→ Da fare: Individua nelle righe qui sotto tutte quelle che contengono la parola "target" e ricopiale per intero. Conta la differenza tra maiuscole e minuscole.

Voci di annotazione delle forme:
-----

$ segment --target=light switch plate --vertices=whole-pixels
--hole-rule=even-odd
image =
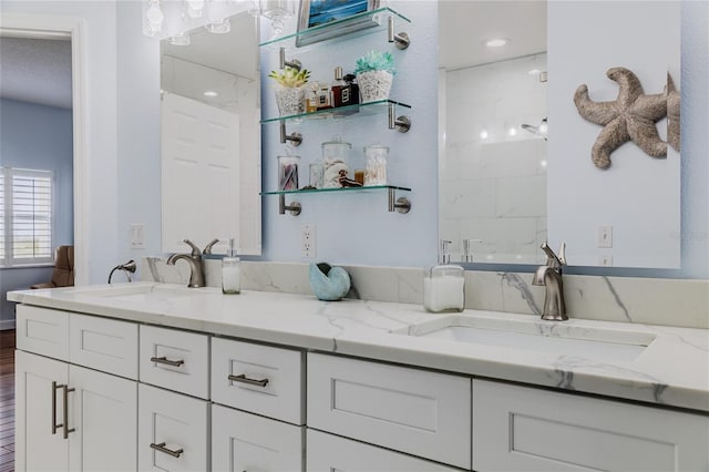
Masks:
[[[145,225],[143,223],[132,223],[131,249],[145,249]]]
[[[613,226],[598,226],[598,247],[613,247]]]

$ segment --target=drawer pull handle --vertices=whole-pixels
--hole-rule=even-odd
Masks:
[[[151,449],[163,452],[167,455],[172,455],[173,458],[179,458],[179,455],[182,455],[182,453],[185,452],[185,450],[182,448],[176,451],[173,451],[172,449],[167,449],[165,448],[164,442],[161,442],[160,444],[155,444],[154,442],[151,442]]]
[[[52,381],[52,434],[56,434],[56,430],[63,427],[63,424],[56,424],[56,390],[62,388],[64,386]]]
[[[76,431],[74,428],[69,429],[69,393],[73,392],[75,389],[70,389],[69,386],[62,386],[64,389],[64,398],[63,398],[63,407],[64,407],[64,439],[69,439],[69,433]]]
[[[247,383],[249,386],[266,387],[268,384],[268,379],[249,379],[248,377],[246,377],[246,373],[242,373],[240,376],[229,374],[228,379],[234,382]]]
[[[56,424],[56,390],[62,389],[62,407],[63,407],[63,421],[60,424]],[[52,434],[56,434],[56,430],[62,428],[64,431],[62,437],[64,439],[69,439],[69,433],[74,432],[75,429],[69,429],[69,393],[73,392],[74,389],[70,389],[69,386],[63,383],[56,383],[52,381]]]
[[[179,367],[183,363],[185,363],[185,361],[182,360],[182,359],[179,359],[179,360],[169,360],[165,356],[163,356],[163,357],[152,357],[151,358],[151,362],[164,363],[165,366],[172,366],[172,367]]]

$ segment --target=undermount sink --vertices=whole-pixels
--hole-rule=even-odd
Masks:
[[[392,334],[615,361],[634,360],[655,339],[649,332],[589,325],[449,315]]]
[[[174,297],[195,296],[203,289],[187,288],[162,284],[127,284],[97,289],[76,289],[76,295],[88,297],[111,298],[114,300],[168,300]]]

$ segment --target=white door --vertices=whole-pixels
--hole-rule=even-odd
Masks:
[[[212,407],[212,470],[302,471],[304,427]]]
[[[69,369],[71,471],[133,471],[137,468],[137,382],[83,367]]]
[[[138,384],[138,469],[208,471],[208,414],[204,400]]]
[[[161,123],[163,252],[239,243],[239,116],[164,93]]]
[[[16,351],[14,362],[17,470],[69,470],[69,440],[63,427],[56,428],[64,422],[61,386],[68,383],[69,366],[24,351]]]

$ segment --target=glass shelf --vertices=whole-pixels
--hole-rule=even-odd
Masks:
[[[292,34],[270,39],[261,42],[259,47],[281,47],[287,49],[298,48],[298,51],[307,51],[309,47],[314,44],[322,44],[323,42],[333,43],[364,34],[387,31],[388,17],[392,17],[394,21],[411,23],[411,20],[403,14],[389,7],[383,7],[377,10],[353,14],[351,17],[343,18],[342,20],[308,28],[307,30]]]
[[[274,123],[278,121],[299,123],[302,120],[348,119],[354,116],[372,116],[389,112],[389,106],[402,106],[411,109],[411,105],[393,100],[378,100],[376,102],[359,103],[357,105],[339,106],[337,109],[320,110],[319,112],[300,113],[297,115],[277,116],[261,120],[260,123]]]
[[[399,187],[395,185],[370,185],[361,187],[333,187],[333,188],[300,188],[297,191],[270,191],[261,192],[261,195],[290,195],[290,194],[319,194],[319,193],[332,193],[332,192],[368,192],[368,191],[403,191],[411,192],[411,188]]]
[[[407,187],[398,187],[394,185],[371,185],[371,186],[362,186],[362,187],[338,187],[338,188],[301,188],[298,191],[271,191],[271,192],[261,192],[261,195],[278,195],[278,213],[280,215],[285,215],[286,212],[290,213],[292,216],[300,215],[302,209],[302,205],[300,202],[292,201],[289,204],[286,204],[286,195],[298,195],[298,194],[318,194],[318,193],[332,193],[332,192],[350,192],[350,193],[361,193],[361,192],[376,192],[376,191],[387,191],[387,209],[391,212],[398,212],[402,214],[407,214],[411,211],[411,201],[407,197],[397,198],[397,191],[402,192],[411,192],[411,188]]]

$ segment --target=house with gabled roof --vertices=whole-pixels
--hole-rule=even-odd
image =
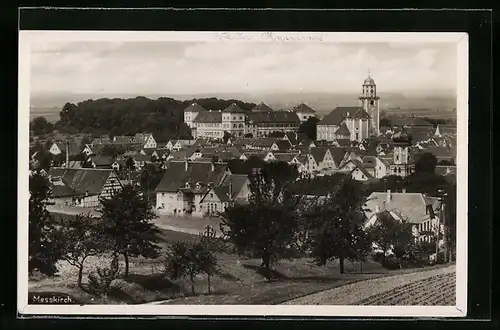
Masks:
[[[203,197],[230,174],[227,163],[170,161],[155,189],[157,212],[203,216]]]
[[[132,142],[140,144],[143,149],[156,149],[158,147],[158,144],[151,133],[137,133],[132,137]]]
[[[59,206],[97,207],[123,188],[111,169],[52,167],[49,182],[51,201]]]
[[[227,175],[219,186],[211,187],[201,199],[202,214],[213,216],[224,212],[231,203],[248,203],[250,198],[249,184],[248,175]]]
[[[316,139],[334,141],[336,132],[345,123],[351,141],[362,141],[370,134],[370,116],[362,107],[337,107],[316,125]],[[344,129],[341,131],[344,136]]]
[[[368,219],[365,228],[376,224],[381,212],[389,212],[398,221],[412,225],[413,235],[418,241],[430,241],[429,232],[443,232],[439,220],[441,202],[436,197],[421,193],[374,192],[366,201],[365,216]],[[439,245],[442,246],[442,240]]]

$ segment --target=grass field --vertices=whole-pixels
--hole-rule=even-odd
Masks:
[[[400,286],[382,294],[371,296],[360,305],[455,305],[456,274],[443,274]]]
[[[164,247],[179,241],[196,239],[197,236],[162,230]],[[88,273],[100,265],[102,259],[89,258],[85,264],[85,285]],[[282,260],[273,267],[275,280],[269,281],[259,273],[260,260],[230,253],[219,253],[220,271],[211,278],[211,295],[207,292],[206,275],[198,276],[196,295],[190,292],[190,283],[185,279],[171,281],[163,275],[163,258],[130,258],[130,274],[113,282],[108,298],[96,298],[76,285],[77,270],[65,262],[59,265],[59,276],[54,278],[31,278],[29,294],[67,294],[81,304],[141,304],[165,301],[164,304],[280,304],[319,291],[335,288],[359,280],[377,278],[398,272],[388,271],[378,263],[346,262],[346,274],[339,273],[337,262],[316,266],[312,260],[301,258]],[[123,267],[123,266],[122,266]]]

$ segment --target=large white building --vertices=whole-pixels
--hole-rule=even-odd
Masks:
[[[299,114],[306,117],[311,116],[311,111],[314,112],[305,107],[295,110],[297,111],[274,111],[266,104],[260,103],[251,111],[245,111],[233,103],[224,110],[214,111],[193,103],[184,110],[184,122],[191,128],[194,138],[221,139],[224,132],[234,137],[243,137],[246,134],[264,137],[276,131],[295,132],[301,123]],[[299,110],[302,112],[298,112]]]
[[[337,107],[321,119],[316,128],[316,139],[335,141],[346,137],[351,141],[379,135],[379,97],[375,81],[368,75],[359,96],[360,105]]]

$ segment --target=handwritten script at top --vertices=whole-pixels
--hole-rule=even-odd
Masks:
[[[255,40],[264,38],[272,41],[323,41],[323,36],[319,35],[286,35],[274,32],[263,32],[254,38],[255,35],[244,32],[221,32],[218,35],[219,40]]]

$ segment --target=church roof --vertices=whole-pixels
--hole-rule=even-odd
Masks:
[[[336,107],[323,119],[321,119],[317,125],[335,125],[340,126],[345,118],[370,118],[370,115],[361,107]]]
[[[241,109],[236,103],[231,103],[231,105],[222,110],[222,112],[245,113],[245,111]]]
[[[368,78],[365,79],[363,85],[375,85],[375,81],[373,80],[372,77],[368,76]]]
[[[273,111],[273,109],[271,109],[267,104],[265,104],[264,102],[260,102],[259,104],[257,104],[255,107],[252,108],[252,111],[263,111],[263,112],[269,112],[269,111]]]

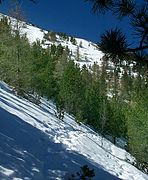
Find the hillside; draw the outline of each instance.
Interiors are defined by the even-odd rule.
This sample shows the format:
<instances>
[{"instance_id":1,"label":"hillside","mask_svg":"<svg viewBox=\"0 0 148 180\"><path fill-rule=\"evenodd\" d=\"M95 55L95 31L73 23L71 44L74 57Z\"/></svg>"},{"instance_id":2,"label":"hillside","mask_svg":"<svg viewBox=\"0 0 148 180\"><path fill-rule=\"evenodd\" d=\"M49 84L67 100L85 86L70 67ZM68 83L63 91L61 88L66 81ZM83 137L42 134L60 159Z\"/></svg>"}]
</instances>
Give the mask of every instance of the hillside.
<instances>
[{"instance_id":1,"label":"hillside","mask_svg":"<svg viewBox=\"0 0 148 180\"><path fill-rule=\"evenodd\" d=\"M65 115L52 102L37 106L0 83L0 178L67 179L87 164L94 179L144 180L148 176L126 161L132 157L89 127Z\"/></svg>"},{"instance_id":2,"label":"hillside","mask_svg":"<svg viewBox=\"0 0 148 180\"><path fill-rule=\"evenodd\" d=\"M3 14L0 14L0 17L2 16ZM69 37L63 33L45 31L32 24L20 21L18 28L20 36L17 36L17 32L15 32L16 20L11 17L8 17L8 19L11 20L13 30L10 30L10 34L5 34L6 31L4 30L1 36L2 56L0 58L2 66L0 70L2 80L10 82L13 88L0 81L0 179L68 179L71 174L78 172L80 167L84 165L94 169L96 176L93 179L96 180L148 179L147 175L132 166L134 158L129 153L99 136L89 126L82 123L85 121L81 121L81 118L85 120L88 115L88 124L95 129L95 123L104 123L104 121L99 122L98 120L104 115L101 114L104 113L104 107L109 107L107 109L109 113L106 113L107 123L113 125L109 127L109 130L111 131L115 126L118 131L124 129L123 124L120 124L124 116L121 117L122 113L121 108L118 107L119 104L109 101L105 94L107 92L105 82L110 82L109 90L114 88L116 91L117 88L121 88L121 72L119 72L118 77L119 83L116 84L117 79L114 78L114 75L111 77L112 79L108 76L108 69L104 74L103 68L96 69L96 71L94 68L94 72L89 69L94 63L100 65L103 62L101 60L103 53L92 42ZM24 34L26 34L29 42L23 36ZM40 43L32 46L36 41ZM61 47L64 47L64 50L62 49L63 54L61 53L58 56ZM69 59L74 60L75 63L70 63L72 61L69 61L69 59L67 62L64 58L64 60L62 59L66 48L70 52L64 58L67 60L68 56L70 56ZM57 51L57 54L55 51ZM75 64L78 64L78 66ZM83 69L83 65L86 65L89 70ZM72 68L71 71L69 71L68 67ZM35 71L36 69L38 70ZM102 76L100 72L102 72ZM65 73L65 76L63 76L63 73ZM67 77L67 79L63 77ZM124 87L125 82L123 82ZM103 88L100 88L101 86ZM61 91L58 89L59 87ZM33 104L18 96L21 88L25 93L30 94L33 92L34 95L37 95L37 92L46 98L41 98L39 105ZM125 100L126 93L123 95L125 96L122 97L121 94L122 102ZM68 103L69 106L64 104L64 119L60 120L57 112L58 106L56 105L59 105L60 100L63 100L63 96L65 98L64 103L66 105ZM56 105L47 100L51 97ZM56 101L59 97L62 98ZM105 98L102 100L100 97ZM89 106L86 101L90 103ZM106 102L106 104L103 104L102 101ZM66 113L70 112L71 103L74 104L72 107L73 112L77 110L77 113L75 113L75 115L78 115L76 119ZM83 105L87 106L83 109ZM143 106L141 107L143 109ZM79 108L82 109L79 111ZM83 113L81 110L84 110ZM89 111L88 114L87 111ZM71 114L74 114L73 112L71 111ZM142 114L144 114L143 119L145 119L146 113ZM80 121L77 119L79 117ZM132 120L135 120L135 117L133 117ZM137 119L140 118L137 116ZM79 121L79 123L76 123L75 120ZM100 130L99 128L98 125L96 131ZM146 137L145 134L144 137ZM110 135L112 135L112 131ZM120 135L115 136L115 138L120 137ZM134 136L133 138L136 139L137 137ZM138 147L140 147L139 144ZM146 152L144 153L146 154Z\"/></svg>"},{"instance_id":3,"label":"hillside","mask_svg":"<svg viewBox=\"0 0 148 180\"><path fill-rule=\"evenodd\" d=\"M0 13L0 17L8 17ZM16 20L8 17L11 19L12 25L16 23ZM39 40L42 42L42 46L47 48L49 45L53 44L53 42L44 38L44 35L48 33L46 30L42 30L32 24L25 23L19 21L20 24L20 31L22 34L26 34L27 38L29 39L30 43L36 42ZM70 37L69 37L70 38ZM100 63L100 60L103 56L103 53L98 50L97 45L93 42L86 41L81 38L74 38L76 40L76 44L70 42L70 40L64 40L61 36L56 34L56 41L54 44L58 45L61 44L63 47L68 47L72 51L72 57L76 57L77 50L79 47L79 64L82 67L84 64L87 66L93 65L94 62Z\"/></svg>"}]
</instances>

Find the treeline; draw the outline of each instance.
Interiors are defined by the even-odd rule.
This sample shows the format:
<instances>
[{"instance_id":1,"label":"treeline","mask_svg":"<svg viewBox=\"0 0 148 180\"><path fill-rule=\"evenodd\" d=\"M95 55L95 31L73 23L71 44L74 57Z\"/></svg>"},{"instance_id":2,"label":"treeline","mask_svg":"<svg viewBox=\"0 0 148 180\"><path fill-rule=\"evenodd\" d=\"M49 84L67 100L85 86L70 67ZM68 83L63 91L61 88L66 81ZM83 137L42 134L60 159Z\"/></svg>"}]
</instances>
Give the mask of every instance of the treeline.
<instances>
[{"instance_id":1,"label":"treeline","mask_svg":"<svg viewBox=\"0 0 148 180\"><path fill-rule=\"evenodd\" d=\"M0 79L15 87L18 95L46 96L59 114L67 112L77 122L90 125L102 136L127 140L128 150L145 171L148 162L147 64L109 62L87 68L70 59L69 49L30 44L6 18L0 20Z\"/></svg>"}]
</instances>

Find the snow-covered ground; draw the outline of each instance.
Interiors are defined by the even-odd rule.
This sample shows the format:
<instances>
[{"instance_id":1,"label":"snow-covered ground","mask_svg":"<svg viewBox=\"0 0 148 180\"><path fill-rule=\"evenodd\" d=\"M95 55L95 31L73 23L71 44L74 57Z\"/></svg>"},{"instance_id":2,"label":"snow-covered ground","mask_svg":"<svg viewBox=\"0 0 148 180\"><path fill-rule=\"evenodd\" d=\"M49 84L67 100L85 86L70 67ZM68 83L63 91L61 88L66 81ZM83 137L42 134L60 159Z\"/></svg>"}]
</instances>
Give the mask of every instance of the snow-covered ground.
<instances>
[{"instance_id":1,"label":"snow-covered ground","mask_svg":"<svg viewBox=\"0 0 148 180\"><path fill-rule=\"evenodd\" d=\"M85 164L95 170L96 180L148 180L126 162L133 158L125 150L70 115L62 121L55 113L52 102L32 104L0 82L1 180L66 180Z\"/></svg>"},{"instance_id":2,"label":"snow-covered ground","mask_svg":"<svg viewBox=\"0 0 148 180\"><path fill-rule=\"evenodd\" d=\"M0 19L3 16L8 17L9 21L11 21L12 27L15 28L16 20L0 13ZM37 40L42 42L43 40L44 43L42 44L42 46L44 48L48 47L48 45L50 44L53 44L53 42L44 39L44 34L46 34L48 31L42 30L25 22L20 22L19 24L21 33L26 34L30 43L36 42ZM103 53L98 50L97 45L93 42L89 42L81 38L75 38L76 45L74 45L70 42L70 40L62 40L59 35L56 35L56 37L57 40L56 42L54 42L54 44L61 44L63 47L67 46L72 53L72 59L75 59L75 57L77 56L77 52L79 52L79 61L76 61L76 63L78 63L80 67L82 67L84 64L89 67L94 63L101 63Z\"/></svg>"}]
</instances>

-----

→ Risultato finale:
$ segment --target=light switch plate --vertices=whole-pixels
$ segment --target=drawer pull handle --vertices=whole-pixels
$ segment --target=undermount sink --vertices=whole-pixels
$ segment --target=white door --vertices=whole-pixels
$ segment --target=glass shelf --vertices=whole-pixels
$ segment --target=house with gabled roof --vertices=whole-pixels
$ segment --target=grass field --vertices=whole-pixels
$ segment --target=large white building --vertices=whole-pixels
$ segment --target=handwritten script at top --vertices=whole-pixels
$ segment --target=church roof --vertices=whole-pixels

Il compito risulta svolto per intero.